:: Brief ::
In the passage about the antisemitism report, who is named as the report's editor?

Just hours before the start of Israel’s Holocaust Remembrance Day on Wednesday night, Tel Aviv University’s Center for the Study of Contemporary European Jewry, in collaboration with the Irwin Cotler Institute for Democracy, Human Rights, and Justice, released its Annual Antisemitism Worldwide Report, which focuses on anti-Jewish hate crimes in 2024.
“Antisemitism is not just a problem of the past or a fringe issue,” said Professor Uriya Shavit, the report’s editor. “It is a mirror to our societies. And in 2024, that reflection is still deeply troubling.”
The 160-page study revealed that anti-Jewish hatred, which spiked in the wake of the Hamas onslaught, continues to persist across continents a year and a half into the ongoing Gaza conflict.

:: Data listing ::
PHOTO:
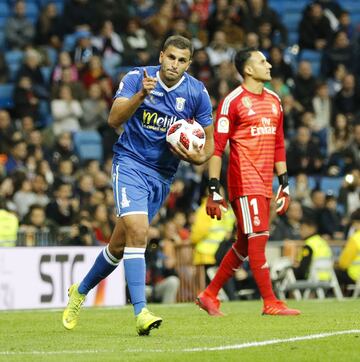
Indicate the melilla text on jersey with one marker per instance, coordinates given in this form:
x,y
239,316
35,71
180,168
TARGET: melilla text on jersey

:: Answer ::
Professor Uriya Shavit